● Directives
a: In the extract on the Australian cricket season, rewrite the passage that begins at the words "As the spring" and stops after the words "to April 1939.", replacing "season" with "summer".
b: In the extract on the Australian cricket season, until when was baseball played as a winter sport in Australia?
*** Selected extract ***
10 March, 2014

The Great Cycle of Life

An Australian Cricket Season

http://upload.wikimedia.org/wikipedia/commons/b/bb/Cricket_stumps_without_bails.jpg

Stumps by Aravind Sivaraj

As the spring rains cleared and the days warmed, the nets and ovals of the nation once more echoed with the crack of ball on willow, the shattering of stumps, and the creak of middle-aged backs and footballers’ knees.

Then as now, the Australian cricket season ran from roughly mid-spring (the end of September) to the end of autumn (usually at Easter in early April). As each season spanned two calendar years, they are labelled as a composite – 1938/39 represents the season spanning September 1938 to April 1939.

Groundsmen and their horses worked to repair the damage of winter caused by rain, the lack of sunshine, and the boots of footballers. The weekly cycle of the season usually began in September and gathered pace through the summer, punctuated by breaks at Christmas and New Year, then Australia Day (also called Foundation Day) in late January, and then through February and March, into the seemingly inevitable rains of Easter. Then the football boots went on again, and the Great Cycle of Life in Australia saw one sport succeed the other in the calendar.

Winter Sports

Football and cricket were interdependent to a remarkable degree – many players, clubs and grounds were common, and footballers were absent early in the season from playing in the finals. Especially in Australian Rules, there was an extraordinary overlap of personnel. The players of the national game, played principally in Victoria, Tasmania, Western Australia and South Australia, and most especially its fast-running rovers, wingmen and centres, and its tall forwards, contributed mightily to the cricket strength of those States. There was also a substantial overlap into Rugby League and Rugby Union in Queensland and NSW, though its body shapes and skill sets saw a disproportion of backs and only a few forwards in cricket whites in the summer, though many a scary fast bowler in country and district cricket sported the broken nose of a Rugby forward.

Baseball in Australia was a winter sport (until the 1970s), strongly gaining in popularity in the 1920s and 1930s, and it was often played as a curtain-raiser at the VFL football matches in Victoria. It was very often played by non-footballing cricketers. Hockey too was played as a winter sport, and was very popular in Western Australia in particular.
*** Records supplied ***
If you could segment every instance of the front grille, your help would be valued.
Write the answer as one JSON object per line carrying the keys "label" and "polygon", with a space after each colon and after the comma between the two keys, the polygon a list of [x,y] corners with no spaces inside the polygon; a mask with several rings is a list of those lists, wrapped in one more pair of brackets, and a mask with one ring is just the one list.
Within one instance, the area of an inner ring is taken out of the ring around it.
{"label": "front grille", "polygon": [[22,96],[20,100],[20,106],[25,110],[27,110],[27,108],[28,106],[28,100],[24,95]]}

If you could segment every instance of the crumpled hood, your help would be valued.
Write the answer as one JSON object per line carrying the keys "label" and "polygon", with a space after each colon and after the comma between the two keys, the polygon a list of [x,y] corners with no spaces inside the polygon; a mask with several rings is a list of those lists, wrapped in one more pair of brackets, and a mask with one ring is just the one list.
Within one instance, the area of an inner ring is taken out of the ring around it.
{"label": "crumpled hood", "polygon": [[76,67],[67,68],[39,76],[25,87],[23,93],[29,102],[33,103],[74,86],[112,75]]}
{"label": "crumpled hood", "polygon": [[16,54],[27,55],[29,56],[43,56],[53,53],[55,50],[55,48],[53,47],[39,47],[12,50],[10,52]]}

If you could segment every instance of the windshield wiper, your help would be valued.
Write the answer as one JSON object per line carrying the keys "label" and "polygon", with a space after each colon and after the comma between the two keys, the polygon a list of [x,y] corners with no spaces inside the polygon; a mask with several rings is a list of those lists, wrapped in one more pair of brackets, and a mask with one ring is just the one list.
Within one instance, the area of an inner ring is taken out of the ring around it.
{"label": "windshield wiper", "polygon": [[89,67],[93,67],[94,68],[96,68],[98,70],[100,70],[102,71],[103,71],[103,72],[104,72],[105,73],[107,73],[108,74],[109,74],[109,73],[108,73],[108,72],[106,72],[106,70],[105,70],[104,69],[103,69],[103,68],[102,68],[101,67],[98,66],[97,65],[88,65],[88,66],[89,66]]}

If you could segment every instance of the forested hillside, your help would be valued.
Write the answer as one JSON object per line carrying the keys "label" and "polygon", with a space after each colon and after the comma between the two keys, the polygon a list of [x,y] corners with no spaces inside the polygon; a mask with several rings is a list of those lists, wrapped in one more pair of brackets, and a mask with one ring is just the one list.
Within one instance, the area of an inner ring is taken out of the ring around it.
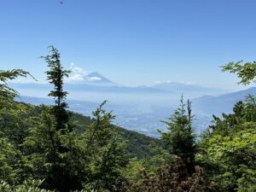
{"label": "forested hillside", "polygon": [[[195,134],[193,103],[182,96],[160,140],[113,125],[103,102],[93,118],[68,111],[61,55],[42,57],[53,106],[16,102],[9,80],[31,74],[0,71],[0,191],[256,191],[256,98]],[[255,83],[256,63],[230,62],[224,71]]]}

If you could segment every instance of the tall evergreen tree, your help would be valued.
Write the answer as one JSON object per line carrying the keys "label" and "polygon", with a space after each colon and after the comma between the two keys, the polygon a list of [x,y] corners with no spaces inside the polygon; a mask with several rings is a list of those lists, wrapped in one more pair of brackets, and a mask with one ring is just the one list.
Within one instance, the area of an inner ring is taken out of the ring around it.
{"label": "tall evergreen tree", "polygon": [[181,157],[185,163],[189,173],[194,172],[195,155],[196,151],[195,136],[191,123],[191,102],[188,100],[187,104],[181,98],[181,103],[174,113],[163,121],[167,125],[168,131],[161,132],[161,139],[169,148],[172,154]]}
{"label": "tall evergreen tree", "polygon": [[64,70],[61,62],[61,54],[58,49],[49,46],[50,55],[42,56],[47,62],[49,70],[46,72],[47,80],[54,84],[54,90],[48,96],[55,98],[54,114],[56,119],[56,130],[64,129],[68,123],[68,114],[66,111],[67,103],[65,102],[67,92],[63,90],[63,80],[68,77],[70,71]]}

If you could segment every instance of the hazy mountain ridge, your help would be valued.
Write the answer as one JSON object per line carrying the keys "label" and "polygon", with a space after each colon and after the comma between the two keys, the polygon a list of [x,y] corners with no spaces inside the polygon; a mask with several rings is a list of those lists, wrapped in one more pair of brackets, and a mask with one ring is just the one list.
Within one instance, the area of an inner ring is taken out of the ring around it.
{"label": "hazy mountain ridge", "polygon": [[[234,104],[244,100],[248,94],[256,96],[256,87],[247,90],[220,95],[218,96],[204,96],[192,100],[192,110],[195,116],[194,126],[197,133],[202,132],[211,123],[212,114],[231,113]],[[178,98],[177,98],[178,99]],[[35,105],[52,104],[53,100],[20,96],[19,101]],[[90,116],[100,102],[67,100],[69,109]],[[157,129],[165,131],[166,125],[160,120],[172,115],[175,107],[171,105],[148,105],[147,103],[115,103],[110,102],[107,110],[113,110],[116,115],[114,124],[124,128],[137,131],[151,137],[157,137]]]}

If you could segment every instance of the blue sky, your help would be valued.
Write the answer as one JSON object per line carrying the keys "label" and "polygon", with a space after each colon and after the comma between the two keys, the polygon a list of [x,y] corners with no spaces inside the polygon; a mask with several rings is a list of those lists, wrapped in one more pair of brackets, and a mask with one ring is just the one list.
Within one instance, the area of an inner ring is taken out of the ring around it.
{"label": "blue sky", "polygon": [[219,66],[256,60],[254,0],[0,0],[1,69],[45,79],[53,44],[71,63],[125,85],[193,82],[240,89]]}

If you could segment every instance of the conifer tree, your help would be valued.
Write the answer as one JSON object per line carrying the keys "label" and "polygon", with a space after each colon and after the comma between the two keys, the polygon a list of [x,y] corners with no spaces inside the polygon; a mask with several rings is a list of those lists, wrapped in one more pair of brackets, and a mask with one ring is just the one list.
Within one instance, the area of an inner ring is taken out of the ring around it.
{"label": "conifer tree", "polygon": [[191,102],[183,102],[182,96],[180,106],[168,119],[163,121],[167,125],[168,131],[161,132],[161,139],[169,148],[172,154],[181,157],[185,163],[189,173],[194,172],[195,155],[196,151],[195,136],[191,123]]}
{"label": "conifer tree", "polygon": [[50,55],[42,56],[47,62],[49,70],[46,72],[47,80],[54,84],[54,90],[48,96],[55,98],[55,106],[54,107],[54,114],[56,119],[56,130],[65,128],[68,123],[68,114],[66,111],[67,103],[65,102],[67,92],[63,90],[63,80],[68,77],[70,71],[64,70],[61,62],[61,54],[58,49],[49,46]]}

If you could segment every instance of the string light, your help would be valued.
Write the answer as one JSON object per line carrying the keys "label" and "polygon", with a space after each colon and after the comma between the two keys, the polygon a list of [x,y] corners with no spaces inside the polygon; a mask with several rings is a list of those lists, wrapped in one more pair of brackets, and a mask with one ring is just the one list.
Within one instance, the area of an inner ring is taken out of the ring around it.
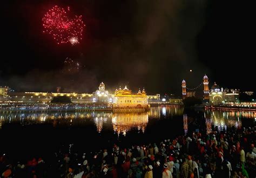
***
● Solutions in order
a:
As the spring rains cleared and the days warmed, the nets and ovals of the nation once more echoed with the crack of ball on willow, the shattering of stumps, and the creak of middle-aged backs and footballers’ knees.

Then as now, the Australian cricket summer ran from roughly mid-spring (the end of September) to the end of autumn (usually at Easter in early April). As each summer spanned two calendar years, they are labelled as a composite – 1938/39 represents the summer spanning September 1938 to April 1939.

b: Until the 1970s.